══ Texto de la página

Y, tras la introducción anterior necesaria, he entrado en materia. He estado escribiendo unas horas apenas sin darme cuenta, desde el salón de mi nuevo apartamento, compartido, por supuesto, en la última planta de un edificio en Harlem, cerca de Central Park North, junto a una ventana orientada al sur que ofrece una vista interesante de la zona. He estado tan ensimismado en contar la historia que sólo he reaccionado cuando me he percatado de que la distribución de luces y sombras que había en el terrado del edificio de enfrente ha cambiado considerablemente desde que comenzara a escribir esta mañana, a eso de las ocho y pico; los ruidos matutinos de mi compañero, preparándose el desayuno, a las siete de la mañana, me han despertado y me he levantado. Él se fue antes de que me acabara mi café. Ahora es la una.
El caso es que me van a disculpar, pero me he dado cuenta, leyendo lo escrito, que la historia es demasiado buena e intrigante como para quemarla en esta columna; creo que voy a utilizar este material para una novela. Sólo les digo que en 48 horas he estado en tres pisos distintos. Primero con una mujer de mediana edad, cantante y compositora, algo excéntrica y maniática, aunque buena persona. Precisamente por sus rarezas, que no me puedo entretener en contar porque tendría que entrar en describir su perfil psicológico y antecedentes vitales, y me llevaría demasiado tiempo, tras pasar la primera noche, después de desayunar, tener una charla agradable y ponerme a trabajar en mi cuarto, convinimos, tras una larga conversación, que lo mejor sería que abandonara el piso, y que me devolvería todo el dinero pagado (dos meses, primero y último, y fianza, como es habitual aquí) si salía inmediatamente. La cosa se reduce, básicamente, en que la mujer creía que yo estaría en la casa para dormir y poco más; ella necesitaba estar sola para componer y mi presencia en la casa decía que la alteraba, aunque estuviera encerrado en mi habitación, como me hizo hacer al principio. Tuve que volver a hacer todas las maletas y a recoger todo lo mío. Desde allí, antes de irme, envié varios mensajes a opciones que me interesaban de Craiglist.

════
══ Registros proporcionados

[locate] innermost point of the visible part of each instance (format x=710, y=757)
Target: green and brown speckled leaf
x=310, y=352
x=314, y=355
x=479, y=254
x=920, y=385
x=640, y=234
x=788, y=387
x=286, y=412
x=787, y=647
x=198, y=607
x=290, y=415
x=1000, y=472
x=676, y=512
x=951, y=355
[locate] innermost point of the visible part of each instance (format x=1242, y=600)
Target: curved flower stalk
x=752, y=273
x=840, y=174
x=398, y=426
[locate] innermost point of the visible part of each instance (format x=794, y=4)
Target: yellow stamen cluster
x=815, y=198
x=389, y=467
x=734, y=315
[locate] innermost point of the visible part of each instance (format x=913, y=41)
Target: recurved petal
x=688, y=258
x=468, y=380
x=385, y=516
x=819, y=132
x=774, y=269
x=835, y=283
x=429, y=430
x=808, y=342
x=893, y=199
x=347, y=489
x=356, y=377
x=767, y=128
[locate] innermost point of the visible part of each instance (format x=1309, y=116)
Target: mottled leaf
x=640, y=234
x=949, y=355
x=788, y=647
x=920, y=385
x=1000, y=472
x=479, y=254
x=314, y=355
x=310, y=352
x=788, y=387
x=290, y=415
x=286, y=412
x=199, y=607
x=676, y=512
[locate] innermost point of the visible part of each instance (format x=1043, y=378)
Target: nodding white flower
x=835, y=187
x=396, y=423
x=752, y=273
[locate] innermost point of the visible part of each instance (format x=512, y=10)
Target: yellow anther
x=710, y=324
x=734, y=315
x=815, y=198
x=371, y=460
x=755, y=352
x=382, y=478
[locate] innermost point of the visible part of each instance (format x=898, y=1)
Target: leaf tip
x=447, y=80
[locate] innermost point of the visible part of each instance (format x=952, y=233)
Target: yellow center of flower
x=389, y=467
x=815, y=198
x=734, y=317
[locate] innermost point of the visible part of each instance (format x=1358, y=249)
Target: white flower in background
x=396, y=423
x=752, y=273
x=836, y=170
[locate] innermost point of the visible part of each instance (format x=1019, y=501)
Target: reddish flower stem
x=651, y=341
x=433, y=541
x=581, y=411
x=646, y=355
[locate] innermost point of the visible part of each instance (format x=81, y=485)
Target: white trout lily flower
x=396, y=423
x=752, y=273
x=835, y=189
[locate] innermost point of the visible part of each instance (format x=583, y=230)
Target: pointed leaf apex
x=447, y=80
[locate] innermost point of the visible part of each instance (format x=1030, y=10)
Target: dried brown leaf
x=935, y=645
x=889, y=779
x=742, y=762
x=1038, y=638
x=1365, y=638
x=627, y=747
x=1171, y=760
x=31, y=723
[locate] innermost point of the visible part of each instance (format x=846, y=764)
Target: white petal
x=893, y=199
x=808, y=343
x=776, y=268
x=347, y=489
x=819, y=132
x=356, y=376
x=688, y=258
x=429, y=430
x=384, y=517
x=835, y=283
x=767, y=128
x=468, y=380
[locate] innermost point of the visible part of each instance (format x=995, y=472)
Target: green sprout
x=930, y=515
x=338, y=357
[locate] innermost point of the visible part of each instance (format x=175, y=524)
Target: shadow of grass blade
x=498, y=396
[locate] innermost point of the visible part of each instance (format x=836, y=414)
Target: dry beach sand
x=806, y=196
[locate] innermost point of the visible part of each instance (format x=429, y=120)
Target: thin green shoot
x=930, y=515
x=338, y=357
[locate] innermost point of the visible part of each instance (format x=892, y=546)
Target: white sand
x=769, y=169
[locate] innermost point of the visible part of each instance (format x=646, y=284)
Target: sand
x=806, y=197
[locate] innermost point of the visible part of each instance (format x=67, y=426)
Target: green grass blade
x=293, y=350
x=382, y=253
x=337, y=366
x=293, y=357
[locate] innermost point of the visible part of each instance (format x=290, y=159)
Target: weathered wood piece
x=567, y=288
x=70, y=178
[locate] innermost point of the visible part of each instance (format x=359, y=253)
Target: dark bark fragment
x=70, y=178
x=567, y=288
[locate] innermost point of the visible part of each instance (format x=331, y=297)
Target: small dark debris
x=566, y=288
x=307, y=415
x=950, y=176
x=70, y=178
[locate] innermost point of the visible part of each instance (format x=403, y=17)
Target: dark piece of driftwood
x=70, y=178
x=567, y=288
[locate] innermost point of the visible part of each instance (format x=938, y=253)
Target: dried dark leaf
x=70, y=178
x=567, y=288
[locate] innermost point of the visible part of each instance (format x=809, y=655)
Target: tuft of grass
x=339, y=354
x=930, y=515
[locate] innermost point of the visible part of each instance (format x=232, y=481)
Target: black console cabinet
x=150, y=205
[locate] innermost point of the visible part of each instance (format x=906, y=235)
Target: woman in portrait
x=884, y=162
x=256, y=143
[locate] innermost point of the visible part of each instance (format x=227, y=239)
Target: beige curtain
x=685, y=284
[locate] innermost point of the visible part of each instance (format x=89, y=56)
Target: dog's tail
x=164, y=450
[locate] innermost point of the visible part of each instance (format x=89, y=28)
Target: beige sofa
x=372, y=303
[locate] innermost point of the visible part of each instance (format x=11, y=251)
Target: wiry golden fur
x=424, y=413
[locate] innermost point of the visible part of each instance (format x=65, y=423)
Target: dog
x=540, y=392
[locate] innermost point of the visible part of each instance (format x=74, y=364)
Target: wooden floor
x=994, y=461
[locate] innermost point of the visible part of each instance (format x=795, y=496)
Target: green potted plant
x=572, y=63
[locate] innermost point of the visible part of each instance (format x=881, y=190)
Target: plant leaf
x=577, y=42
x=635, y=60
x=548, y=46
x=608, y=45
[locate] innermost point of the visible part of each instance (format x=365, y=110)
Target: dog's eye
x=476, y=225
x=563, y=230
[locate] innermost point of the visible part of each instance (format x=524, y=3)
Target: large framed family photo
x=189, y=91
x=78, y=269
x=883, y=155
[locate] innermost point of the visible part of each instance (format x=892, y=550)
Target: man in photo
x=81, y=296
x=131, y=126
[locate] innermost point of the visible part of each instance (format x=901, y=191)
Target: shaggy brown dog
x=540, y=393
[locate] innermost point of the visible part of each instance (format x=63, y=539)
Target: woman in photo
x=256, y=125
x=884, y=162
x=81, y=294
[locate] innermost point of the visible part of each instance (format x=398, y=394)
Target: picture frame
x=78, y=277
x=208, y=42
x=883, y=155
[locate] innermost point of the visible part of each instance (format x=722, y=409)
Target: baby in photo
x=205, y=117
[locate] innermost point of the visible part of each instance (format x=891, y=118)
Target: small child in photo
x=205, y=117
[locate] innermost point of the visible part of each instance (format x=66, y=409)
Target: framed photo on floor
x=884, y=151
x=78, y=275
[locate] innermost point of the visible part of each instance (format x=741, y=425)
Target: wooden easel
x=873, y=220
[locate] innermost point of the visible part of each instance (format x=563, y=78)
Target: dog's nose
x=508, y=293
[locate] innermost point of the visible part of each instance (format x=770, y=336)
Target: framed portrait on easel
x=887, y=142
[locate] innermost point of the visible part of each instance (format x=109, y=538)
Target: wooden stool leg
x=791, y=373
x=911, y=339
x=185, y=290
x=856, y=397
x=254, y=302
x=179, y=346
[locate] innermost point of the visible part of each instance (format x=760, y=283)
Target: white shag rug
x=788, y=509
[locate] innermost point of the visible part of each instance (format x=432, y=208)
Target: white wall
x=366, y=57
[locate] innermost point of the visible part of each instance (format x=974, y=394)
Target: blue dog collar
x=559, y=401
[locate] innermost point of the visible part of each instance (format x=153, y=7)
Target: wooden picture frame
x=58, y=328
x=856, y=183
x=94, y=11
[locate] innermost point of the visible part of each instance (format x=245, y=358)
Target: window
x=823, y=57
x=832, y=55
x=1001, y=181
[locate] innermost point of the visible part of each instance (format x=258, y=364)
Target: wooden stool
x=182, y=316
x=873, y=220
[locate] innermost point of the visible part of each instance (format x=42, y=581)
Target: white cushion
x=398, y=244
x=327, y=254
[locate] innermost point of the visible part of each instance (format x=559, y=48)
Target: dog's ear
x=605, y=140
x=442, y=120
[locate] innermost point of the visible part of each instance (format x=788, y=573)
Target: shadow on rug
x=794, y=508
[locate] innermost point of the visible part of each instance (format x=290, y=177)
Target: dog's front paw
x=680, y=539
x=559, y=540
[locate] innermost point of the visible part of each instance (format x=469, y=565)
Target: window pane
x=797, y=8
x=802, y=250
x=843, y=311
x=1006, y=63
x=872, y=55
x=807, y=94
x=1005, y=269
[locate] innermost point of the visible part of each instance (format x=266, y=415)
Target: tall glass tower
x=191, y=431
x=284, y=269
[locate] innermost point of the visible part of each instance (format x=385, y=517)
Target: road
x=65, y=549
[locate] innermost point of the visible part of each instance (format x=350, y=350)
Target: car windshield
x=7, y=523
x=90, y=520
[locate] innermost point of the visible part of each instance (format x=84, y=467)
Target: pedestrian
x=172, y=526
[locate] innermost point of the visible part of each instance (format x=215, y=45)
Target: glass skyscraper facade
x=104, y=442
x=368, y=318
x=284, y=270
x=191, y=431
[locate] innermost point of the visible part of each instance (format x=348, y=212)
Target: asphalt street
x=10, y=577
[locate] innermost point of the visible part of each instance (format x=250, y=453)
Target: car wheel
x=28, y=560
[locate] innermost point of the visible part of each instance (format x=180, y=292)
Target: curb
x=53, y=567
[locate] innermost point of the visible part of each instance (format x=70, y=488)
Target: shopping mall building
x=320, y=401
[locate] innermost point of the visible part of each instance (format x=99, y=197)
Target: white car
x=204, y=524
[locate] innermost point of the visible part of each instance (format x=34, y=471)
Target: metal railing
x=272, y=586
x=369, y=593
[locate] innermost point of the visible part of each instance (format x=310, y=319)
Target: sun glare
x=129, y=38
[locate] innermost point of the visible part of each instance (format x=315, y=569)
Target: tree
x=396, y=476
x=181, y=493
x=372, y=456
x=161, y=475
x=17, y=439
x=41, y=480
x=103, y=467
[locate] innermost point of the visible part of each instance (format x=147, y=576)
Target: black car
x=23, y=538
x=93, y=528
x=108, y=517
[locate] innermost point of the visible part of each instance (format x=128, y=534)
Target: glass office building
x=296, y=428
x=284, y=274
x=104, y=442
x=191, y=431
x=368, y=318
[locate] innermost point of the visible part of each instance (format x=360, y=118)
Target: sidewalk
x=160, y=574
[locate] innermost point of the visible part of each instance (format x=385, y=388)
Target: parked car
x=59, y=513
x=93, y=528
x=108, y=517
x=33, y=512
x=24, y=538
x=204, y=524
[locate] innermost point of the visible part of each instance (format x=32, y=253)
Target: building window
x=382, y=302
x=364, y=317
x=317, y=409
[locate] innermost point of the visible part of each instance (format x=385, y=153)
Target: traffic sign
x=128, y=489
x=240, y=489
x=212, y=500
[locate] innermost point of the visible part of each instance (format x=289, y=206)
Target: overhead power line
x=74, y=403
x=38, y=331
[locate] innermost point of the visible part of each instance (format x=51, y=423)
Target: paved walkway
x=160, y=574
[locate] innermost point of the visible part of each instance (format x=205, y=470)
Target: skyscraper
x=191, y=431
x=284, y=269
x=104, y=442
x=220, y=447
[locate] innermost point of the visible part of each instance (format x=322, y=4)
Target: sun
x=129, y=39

════

* Enunciado 1:
Según el texto de la página, ¿en cuántos pisos distintos ha estado quien escribe en 48 horas?
* Enunciado 2:
Edita los registros comprendidos entre la línea que contiene "(format x=89, y=56)" y la que contiene "x=424, y=413", ambas incluidas, cambiando "beige sofa" por "gray sofa" sin tocar nada más. Devuelve únicamente esas líneas.

* Solución 1:
En tres pisos distintos.

* Solución 2:
[locate] innermost point of the visible part of each instance (format x=89, y=56)
Target: dog's tail
x=164, y=450
[locate] innermost point of the visible part of each instance (format x=89, y=28)
Target: gray sofa
x=372, y=303
[locate] innermost point of the visible part of each instance (format x=11, y=251)
Target: wiry golden fur
x=424, y=413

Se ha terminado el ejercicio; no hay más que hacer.